Passage:
BET results before and after adsorption.

Sample	Surface area (m2/g)	Pore size (Å)	Pore volume (cm3/g)	Average pore diameter (nm)
Zeolite Y	445.36	30.53	0.60	30.53
Zeolite Y with eosin	442.67	19.34	0.60	30.53
Zeolite Y with MO	442.61	25.53	0.60	30.53

Figure 2.

Spectra FTIR features of zeolite Y before and after adsorption with methyl orange and eosin yellow dye.

Figure 3.

(a) Effect of contact time on the amount adsorbed of eosin yellow, (b) effect of contact time on the amount adsorbed of methyl orange at (temperature = 303 K, agitation speed = 100 rpm, volume = 100 mL, weight = 0.1 g).

Effects of operational parameters on methyl orange and eosin yellow dye Adsorption

Contact time

Figure 3a,b demonstrate the effect of contact time on the quantity of dyes adsorbed. It was observed that the amount of MO and EY uptake is increased with increasing contact time at all initial dye concentrations. Furthermore, the amount of dye adsorbed increases with the initial dye concentration. The adsorption uptake for the first 30 min was rapid, then proceeded slower. As time proceeds, the dye concentration is reduced due to the accumulation of dye particles in the vacant sites, leading to decreased adsorption. At 60 min, the percentage removal of MO and EY onto zeolite Y was 63%, 61%, 59%, 53, and 59% for MO and 51%, 48%, 54.30%, 49.50%, and 56.40% for EY at concentrations of 20, 30, 40, 50, and 60 mg/L, respectively. At 90 min, the percentage removal of MO and EY onto zeolite Y was 80%, 67%, 65%, 61%, and 62% for MO and 60%, 51.20%, 64.70%, 65.60%, and 61% for EY at concentrations of 20, 30, 40, 50, and 60 mg/L, respectively. The large percentage removal at low concentrations is due to the availability of more active adsorption sites on the zeolite with less MO and EY molecules to occupy, so the limited available MO and EY molecules were adsorbed rapidly^{71, 72}.

Data section:
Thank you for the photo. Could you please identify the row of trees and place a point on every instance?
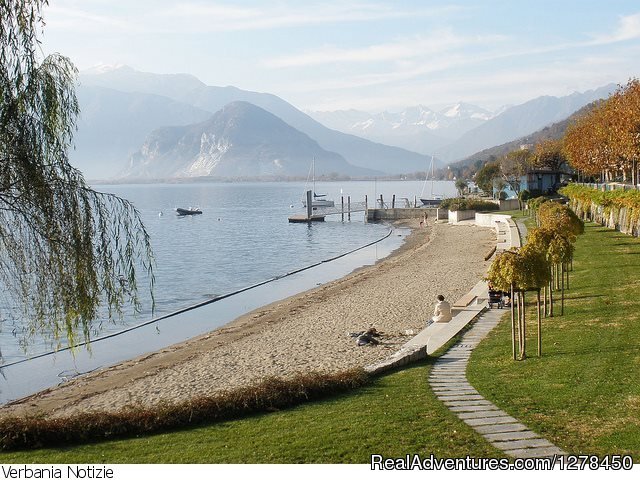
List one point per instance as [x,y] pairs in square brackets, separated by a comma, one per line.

Task instructions:
[1] Do these statements agree with the passage on dye adsorption onto zeolite Y? Answer yes or no for each, quoting the deciding words of the passage.
(a) Adsorption uptake was rapid during the first 30 minutes.
(b) The amount of dye adsorbed falls as the initial dye concentration rises.
(c) At 90 minutes, methyl orange removal at 20 mg/L was 80%.
[2] Please extend the passage on dye adsorption onto zeolite Y, starting after its last sentence.
The listing is not needed here.

In response:
[1]
(a) Yes: "The adsorption uptake for the first 30 min was rapid, then proceeded slower."
(b) No: "the amount of dye adsorbed increases with the initial dye concentration."
(c) Yes: "At 90 min, the percentage removal of MO and EY onto zeolite Y was 80%"

[2]
pH value

Figure 4a,b show the effect of pH on removing eosin yellow and methyl orange dyes from aqueous solutions at various pH levels. When the pH was varied from 2.5 to 10.0, eosin yellow and methyl orange had the greatest adsorption capability at pH 2.5 and 8. The maximum adsorption was observed at pH 2.5 with 95.70% for eosin yellow and pH 8 with 87.90% for methyl orange. These findings could be explained by the differences in surface charge and dye ionisation between the dyes (eosin yellow and methyl orange) and zeolite Y. The lower pH increases H⁺ ion concentration in an acidic medium, and the zeolite Y surface becomes more positively charged.

Figure 4.

Influence of pH on the removal of (a) eosin yellow dye, (b) methyl orange on zeolite Y (adsorbent dose = 0.1 g, initial concentration of both adsorbates = 50 mg/L, contact time = 60 min, agitation speed = 150 rpm, temperature = 303 K).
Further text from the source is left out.